• Information shown:
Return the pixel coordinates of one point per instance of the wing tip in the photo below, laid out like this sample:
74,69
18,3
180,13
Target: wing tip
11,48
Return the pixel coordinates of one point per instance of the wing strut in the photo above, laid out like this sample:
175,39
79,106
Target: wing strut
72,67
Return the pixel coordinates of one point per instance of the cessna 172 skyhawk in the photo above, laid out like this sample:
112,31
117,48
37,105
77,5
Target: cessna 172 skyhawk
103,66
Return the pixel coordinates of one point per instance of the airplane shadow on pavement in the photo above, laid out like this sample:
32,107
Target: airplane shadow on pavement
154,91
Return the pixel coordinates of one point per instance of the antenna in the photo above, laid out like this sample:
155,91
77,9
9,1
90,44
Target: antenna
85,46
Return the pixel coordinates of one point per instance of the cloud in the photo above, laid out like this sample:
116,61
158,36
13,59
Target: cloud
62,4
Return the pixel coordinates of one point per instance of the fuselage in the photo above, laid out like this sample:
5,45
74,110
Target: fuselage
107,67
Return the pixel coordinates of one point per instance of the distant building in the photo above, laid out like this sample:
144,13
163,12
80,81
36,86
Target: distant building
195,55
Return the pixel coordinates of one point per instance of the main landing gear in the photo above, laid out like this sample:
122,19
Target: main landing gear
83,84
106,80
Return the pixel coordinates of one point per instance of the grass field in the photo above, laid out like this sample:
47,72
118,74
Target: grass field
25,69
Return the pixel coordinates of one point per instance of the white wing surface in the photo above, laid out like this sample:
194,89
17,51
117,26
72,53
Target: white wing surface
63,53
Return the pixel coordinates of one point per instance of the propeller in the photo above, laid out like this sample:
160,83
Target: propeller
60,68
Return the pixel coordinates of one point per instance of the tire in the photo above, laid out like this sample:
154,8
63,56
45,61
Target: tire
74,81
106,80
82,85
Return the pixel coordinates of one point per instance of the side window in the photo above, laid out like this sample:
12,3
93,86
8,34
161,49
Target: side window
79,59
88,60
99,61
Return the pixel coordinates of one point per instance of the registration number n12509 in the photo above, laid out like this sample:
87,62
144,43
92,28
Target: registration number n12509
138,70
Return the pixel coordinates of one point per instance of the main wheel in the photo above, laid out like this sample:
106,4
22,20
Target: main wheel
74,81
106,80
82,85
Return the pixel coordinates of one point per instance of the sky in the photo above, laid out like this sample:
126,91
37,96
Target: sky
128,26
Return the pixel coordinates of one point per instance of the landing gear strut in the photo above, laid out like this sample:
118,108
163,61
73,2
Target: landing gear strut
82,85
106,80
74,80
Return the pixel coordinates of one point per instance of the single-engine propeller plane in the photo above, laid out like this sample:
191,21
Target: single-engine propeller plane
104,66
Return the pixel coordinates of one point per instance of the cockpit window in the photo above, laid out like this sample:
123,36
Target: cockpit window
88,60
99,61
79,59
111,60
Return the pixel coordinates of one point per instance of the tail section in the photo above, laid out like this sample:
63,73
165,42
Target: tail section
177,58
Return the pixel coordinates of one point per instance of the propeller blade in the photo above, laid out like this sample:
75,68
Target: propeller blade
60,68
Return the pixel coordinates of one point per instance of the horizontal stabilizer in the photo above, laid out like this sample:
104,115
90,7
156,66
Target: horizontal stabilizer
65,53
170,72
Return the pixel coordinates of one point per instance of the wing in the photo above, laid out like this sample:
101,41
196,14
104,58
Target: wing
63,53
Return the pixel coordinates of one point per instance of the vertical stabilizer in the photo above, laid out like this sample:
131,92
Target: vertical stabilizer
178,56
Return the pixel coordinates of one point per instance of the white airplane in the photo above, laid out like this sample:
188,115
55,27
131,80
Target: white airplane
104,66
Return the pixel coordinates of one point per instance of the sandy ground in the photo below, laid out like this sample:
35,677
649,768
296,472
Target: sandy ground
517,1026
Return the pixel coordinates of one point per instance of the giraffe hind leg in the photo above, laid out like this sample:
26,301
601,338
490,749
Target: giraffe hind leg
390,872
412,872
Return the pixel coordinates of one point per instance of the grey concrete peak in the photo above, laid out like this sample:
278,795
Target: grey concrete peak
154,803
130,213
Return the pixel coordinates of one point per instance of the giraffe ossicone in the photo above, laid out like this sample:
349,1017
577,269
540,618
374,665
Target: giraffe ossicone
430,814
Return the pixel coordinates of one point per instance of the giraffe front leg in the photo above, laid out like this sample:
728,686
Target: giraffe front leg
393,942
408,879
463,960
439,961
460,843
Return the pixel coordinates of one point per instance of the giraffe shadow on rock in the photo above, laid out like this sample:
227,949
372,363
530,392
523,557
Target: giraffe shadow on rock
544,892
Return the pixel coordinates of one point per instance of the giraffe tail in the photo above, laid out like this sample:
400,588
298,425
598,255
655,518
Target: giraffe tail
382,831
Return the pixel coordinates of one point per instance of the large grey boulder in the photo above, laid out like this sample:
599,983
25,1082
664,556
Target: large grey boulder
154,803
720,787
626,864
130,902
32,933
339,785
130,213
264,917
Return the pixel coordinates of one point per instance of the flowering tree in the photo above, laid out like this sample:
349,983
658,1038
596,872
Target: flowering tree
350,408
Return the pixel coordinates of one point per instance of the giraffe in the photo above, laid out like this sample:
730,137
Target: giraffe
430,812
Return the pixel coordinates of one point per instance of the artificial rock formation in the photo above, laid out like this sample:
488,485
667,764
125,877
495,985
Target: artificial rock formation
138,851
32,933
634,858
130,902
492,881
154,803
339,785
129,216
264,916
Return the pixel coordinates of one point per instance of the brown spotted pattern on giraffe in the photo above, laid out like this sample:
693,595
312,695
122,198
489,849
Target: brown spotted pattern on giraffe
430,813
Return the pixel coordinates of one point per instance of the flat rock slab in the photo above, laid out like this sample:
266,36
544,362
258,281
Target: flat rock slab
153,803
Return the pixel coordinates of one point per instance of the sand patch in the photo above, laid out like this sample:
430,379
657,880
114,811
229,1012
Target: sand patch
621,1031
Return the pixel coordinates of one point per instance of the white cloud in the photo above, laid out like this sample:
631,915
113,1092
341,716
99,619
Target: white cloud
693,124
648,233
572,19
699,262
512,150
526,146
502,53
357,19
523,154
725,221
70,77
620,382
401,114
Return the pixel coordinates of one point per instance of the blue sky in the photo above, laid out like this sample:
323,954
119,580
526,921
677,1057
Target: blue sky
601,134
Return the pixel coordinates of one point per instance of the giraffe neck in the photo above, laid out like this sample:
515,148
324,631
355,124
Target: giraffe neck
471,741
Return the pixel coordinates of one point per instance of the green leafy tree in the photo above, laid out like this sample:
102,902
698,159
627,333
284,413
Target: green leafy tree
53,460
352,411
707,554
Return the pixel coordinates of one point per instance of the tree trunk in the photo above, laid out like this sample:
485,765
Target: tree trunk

• Aim:
Format every line of the listing above as a JSON list of strings, with one string per line and blank lines omitted.

• Reply to the exercise:
[
  "Return the pixel coordinates of one point per instance of the wing tip in the photo below, laid out like this sample:",
  "74,69",
  "18,3",
  "180,13",
  "Target: wing tip",
  "11,48",
  "Return the pixel coordinates of one point per instance of the wing strut in the photo above, laid out like this sample:",
  "175,39",
  "79,106",
  "Target: wing strut",
  "72,67",
  "Return the pixel coordinates of one point per instance of the cessna 172 skyhawk in the photo above, laid out like this sample:",
  "112,31",
  "117,48",
  "37,105",
  "77,5",
  "Target: cessna 172 skyhawk",
  "103,66",
  "Return the pixel coordinates of one point per instance of the airplane shadow on pavement in the photo above, laid out like this sample:",
  "32,107",
  "Target: airplane shadow on pavement",
  "154,91",
  "Return the pixel coordinates of one point per instance of the antenna in the photo above, laid out like this sample:",
  "155,91",
  "77,9",
  "9,1",
  "90,44",
  "Target: antenna",
  "85,46",
  "Return the pixel coordinates of one point per instance of the cloud in the photo above, laid out like this sample:",
  "116,61",
  "158,36",
  "13,59",
  "Target: cloud",
  "62,4",
  "Return the pixel coordinates of one point per instance of the fuselage in the photo above, laid out like this sample:",
  "5,45",
  "74,110",
  "Target: fuselage",
  "107,67",
  "Return the pixel coordinates of one point per instance of the distant building in the photo above, laid out like this sample:",
  "144,13",
  "163,12",
  "80,81",
  "36,86",
  "Target: distant building",
  "195,55",
  "Return the pixel coordinates of one point per instance of the main landing gear in the photo above, laid out like this sample:",
  "122,19",
  "Target: main landing gear",
  "83,84",
  "106,80",
  "Return the pixel coordinates of one point per instance of the grass field in the photo above, laid out like this sample:",
  "47,72",
  "118,74",
  "Target: grass field",
  "25,69",
  "Return the pixel coordinates of one point per instance of the white wing surface in the photo above, laid out like this sample:",
  "194,89",
  "17,51",
  "117,26",
  "72,53",
  "Target: white wing surface",
  "63,53",
  "Return the pixel coordinates of one point per instance of the propeller in the photo above, laid out like this sample:",
  "160,83",
  "Target: propeller",
  "60,68",
  "Return the pixel coordinates of one point per instance of the tire in the photo above, laid out like this sample:",
  "154,8",
  "63,56",
  "45,61",
  "Target: tire",
  "74,81",
  "106,80",
  "82,85",
  "Return the pixel coordinates of one point per instance of the side window in the photo above, laid out like this sample:",
  "12,3",
  "93,86",
  "8,34",
  "161,49",
  "Target: side window",
  "79,59",
  "88,60",
  "99,61",
  "Return the pixel coordinates of one point per instance of the registration number n12509 in the photo above, laid out like this sample:",
  "87,62",
  "144,43",
  "92,28",
  "Target: registration number n12509",
  "138,70",
  "Return the pixel coordinates of one point per instance of the main wheel in the photo above, laid out like this sample:",
  "106,4",
  "22,20",
  "Target: main wheel",
  "74,81",
  "106,80",
  "82,85",
  "Return the pixel coordinates of one point per instance of the sky in the photo above, laid out like this sample:",
  "126,91",
  "37,96",
  "Target: sky",
  "128,26",
  "Return the pixel coordinates of one point per instance of the landing gear strut in the photo above, laid out like this sample:",
  "118,108",
  "163,61",
  "73,2",
  "Target: landing gear strut",
  "82,85",
  "106,80",
  "74,80",
  "Return the pixel coordinates of one point per instance of the single-engine propeller plane in the photo above, laid out like this sample:",
  "191,21",
  "Target: single-engine propeller plane",
  "104,66",
  "Return the pixel coordinates of one point per instance of the cockpit window in the photo above, laid out like this sample:",
  "123,36",
  "Target: cockpit window",
  "88,60",
  "99,61",
  "79,59",
  "111,60",
  "Return the pixel coordinates of one point per instance of the tail section in the photo above, laid out like this sample:",
  "63,73",
  "165,42",
  "Target: tail section",
  "177,58",
  "Return the pixel coordinates of one point per instance of the propeller blade in the photo above, laid out like this sample:",
  "75,68",
  "Target: propeller blade",
  "60,68",
  "Return the pixel coordinates of one point per instance of the horizontal stabilizer in the photo above, laid out like this sample:",
  "104,115",
  "90,7",
  "156,66",
  "Target: horizontal stabilizer",
  "65,53",
  "170,72",
  "Return the pixel coordinates of one point per instance of the wing in the photo above, laid out like this sample:",
  "101,41",
  "196,14",
  "104,58",
  "Target: wing",
  "63,53",
  "Return the pixel coordinates of one point per instance of the vertical stabilizer in the photo above, laid out like this sample:",
  "131,92",
  "Target: vertical stabilizer",
  "178,56",
  "Return the pixel coordinates of one point per instance of the white airplane in the photo above, laid out like this sample:",
  "188,115",
  "55,27",
  "131,80",
  "Target: white airplane",
  "104,66",
  "Return the pixel coordinates of one point per instance of the sandy ground in the photo below, laid out like this sample:",
  "35,677",
  "649,768",
  "296,472",
  "Target: sandy ground",
  "517,1026",
  "Return the pixel coordinates of one point per instance of the giraffe hind leg in the photo above, laid out like this sample:",
  "26,301",
  "601,338",
  "490,749",
  "Target: giraffe hind leg",
  "390,872",
  "412,872",
  "Return the pixel coordinates of one point per instance of the grey concrete peak in the photo above, laid out like this sample:",
  "278,795",
  "Target: grey concrete peak",
  "154,803",
  "130,213",
  "Return the pixel coordinates of one point per instance of the giraffe ossicone in the photo above, laid out like this sample:",
  "349,1017",
  "577,269",
  "540,618",
  "374,665",
  "Target: giraffe ossicone",
  "430,814",
  "Return the pixel coordinates of one point per instance of the giraffe front leg in the photo above, laid out like this sample:",
  "728,686",
  "Target: giraffe front leg",
  "393,942",
  "408,879",
  "463,960",
  "439,961",
  "460,843",
  "Return the pixel coordinates of one point per instance of the giraffe shadow on rock in the photo above, laid out like this sample:",
  "227,949",
  "372,363",
  "530,392",
  "523,557",
  "Target: giraffe shadow on rock",
  "544,892",
  "Return the pixel coordinates of one point per instance of the giraffe tail in the photo above, laid out like this sample:",
  "400,588",
  "298,425",
  "598,255",
  "655,518",
  "Target: giraffe tail",
  "382,831",
  "Return the pixel coordinates of one point per instance of the large grey boulder in the photo above, laid out like this sample:",
  "599,983",
  "25,1082",
  "664,556",
  "Target: large grey boulder",
  "154,803",
  "720,787",
  "626,864",
  "130,902",
  "32,933",
  "339,785",
  "130,213",
  "264,917",
  "Return the pixel coordinates of one point per instance of the flowering tree in the photo above, laid out like this sample:",
  "349,983",
  "658,1038",
  "596,872",
  "Target: flowering tree",
  "350,408",
  "Return the pixel coordinates of one point per instance of the giraffe in the photo above, laid out like this sample:",
  "730,137",
  "Target: giraffe",
  "430,812",
  "Return the pixel coordinates of one point per instance of the artificial rock formation in the photo above, laid out like this sample:",
  "488,485",
  "667,764",
  "125,877",
  "495,985",
  "Target: artificial rock formation",
  "138,851",
  "32,933",
  "634,858",
  "130,902",
  "492,881",
  "154,803",
  "339,785",
  "129,216",
  "264,916",
  "Return the pixel coordinates of one point per instance of the brown spotted pattern on giraffe in the photo above, laid out like this sample:",
  "693,595",
  "312,695",
  "122,198",
  "489,849",
  "Target: brown spotted pattern on giraffe",
  "430,813",
  "Return the pixel coordinates of one point per instance of the flat rock slab in the photo above, laid out like this sample:",
  "266,36",
  "544,362",
  "258,281",
  "Target: flat rock slab",
  "153,803",
  "Return the pixel coordinates of one point per instance of the sand patch in the photo above, laid out like this sample:",
  "430,379",
  "657,880",
  "114,811",
  "229,1012",
  "Target: sand patch",
  "621,1031",
  "Return the pixel coordinates of one point per instance of the white cloud in the photo above, laid out like this sample:",
  "631,915",
  "113,1092",
  "341,716",
  "99,619",
  "Target: white cloud",
  "693,124",
  "648,233",
  "572,19",
  "699,262",
  "512,150",
  "526,146",
  "502,53",
  "357,19",
  "523,154",
  "725,221",
  "70,77",
  "620,382",
  "401,114",
  "Return the pixel coordinates of one point per instance of the blue sky in the photo above, laid out like this sample:",
  "323,954",
  "119,580",
  "526,921",
  "677,1057",
  "Target: blue sky",
  "601,134",
  "Return the pixel coordinates of one point per instance of the giraffe neck in the photo above, laid out like this sample:",
  "515,148",
  "324,631",
  "355,124",
  "Target: giraffe neck",
  "471,741",
  "Return the pixel coordinates of one point per instance of the green leafy tree in the photo above, laid out like this sample:",
  "102,902",
  "698,159",
  "627,333",
  "284,413",
  "Target: green leafy tree",
  "53,460",
  "352,411",
  "707,554",
  "Return the pixel coordinates of one point per instance of the tree trunk in the photo above, laid out like this sample:",
  "485,765",
  "Target: tree trunk"
]